MUARA ENIM, ENIMTV – Agenda penyampaian dokumen rancangan perubahan kebijakan umum anggaran (P-KUA) dan Rancangan Perubahan Prioritas dan Plafon Anggaran Sementara (P-PPAS) tahun anggaran 2025 di Hotel Emilia Palembang, Senin 25 Agustus 2025 mendapat sorotan meski agenda tersebut telah dibatalkan.
Sorotan itu disampaikan, mantan anggota DPRD Kabupaten Muara Enim tiga periode H. Faizal Anwar, S.E., penyampaian dokumen rancangan P-KUA dan rancangan P-PPAS di Palembang, sebagai masyarakat Kabupaten Muara Enim pastinya kecewa.
“P-KUA dan P-PPAS ini bagian penyusunan dari APBD, berarti ini (P-KUA dan P-PPAS) milik publik, milik masyarakat Kabupaten Muara Enim, kenapa harus diserahkan di tempat lain, saya masyarakat Muara Enim kecewa pasti dan kalau tetap dipaksakan ini ada apa,” ujar Faizal Anwar konferensi pers di kediamannya, Selasa 26 Agustus 2025.
Dirinya mempertanyakan alasan apa penyampaian P-KUA dan P-PPAS harus di Palembang. Sebab, kata dia, sepengetahuannya dalam tata tertib (tatib) DPRD tidak diperkenankan adanya pembahasan, penyerahan atau penyampaian KUA-PPAS atau rapat-rapat di luar kantor DPRD.

PERINTAH TUGAS:
Lanjutkan berita tentang rencana penyampaian rancangan P-KUA dan P-PPAS Kabupaten Muara Enim di Palembang, mulai setelah kalimat terakhirnya.

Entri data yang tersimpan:
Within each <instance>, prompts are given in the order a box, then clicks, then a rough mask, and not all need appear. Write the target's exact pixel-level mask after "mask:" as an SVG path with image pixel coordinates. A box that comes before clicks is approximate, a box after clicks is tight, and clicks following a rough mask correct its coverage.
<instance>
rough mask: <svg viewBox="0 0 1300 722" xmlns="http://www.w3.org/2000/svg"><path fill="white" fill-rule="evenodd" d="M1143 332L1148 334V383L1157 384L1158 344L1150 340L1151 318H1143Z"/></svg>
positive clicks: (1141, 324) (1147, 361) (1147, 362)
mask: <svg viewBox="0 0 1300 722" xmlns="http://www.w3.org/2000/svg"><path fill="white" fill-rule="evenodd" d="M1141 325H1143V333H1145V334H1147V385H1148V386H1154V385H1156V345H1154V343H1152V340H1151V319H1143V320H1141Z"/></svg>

JAWABAN ANDA:
“Sacara etika informasi ini milik publik dan terbuka untuk umum dan sampaikan ke publik. Kalau penyampaian dan pembahasannya di Palembang, di mana keterbukaan informasinya. Jelas kecewa dan bertanya ada apa, permasalahanya apa sehingga penyampaian di Palembang, terlepas itu berlangsung atau dibatalkan kesannya memaksakan diri sehingga timbul pertanyaan,” sesal Faizal.
Lanjutnya, kalau ditanya pemborosan pasti pemborosan. Begitu juga ada pihak lain yang memfasilitasi akan menjadi pertanyaan besar. Karena penyusunan APBD itu, terang Faizal, sudah ada mata anggarannya mulai dari musrenbang tingkat desa sampai musrenbang tingkat kabupaten sampai menjadi KUA-PPAS, APBD, verifikasi gubernur.
“Keluar dari pelaksanaan itu menjadi tanda tanya ada apa, yang jelas pemborosan,” katanya.
Dirinya juga menyoroti pembahasan penyusunan APBD itu sudah diatur oleh Mendagri, ada tahapan-tahapannya. Dan dalam tahapan itu, kata dia, tidak mungkin selesai dalam satu hingga dua minggu karena proses pembahasannya panjang.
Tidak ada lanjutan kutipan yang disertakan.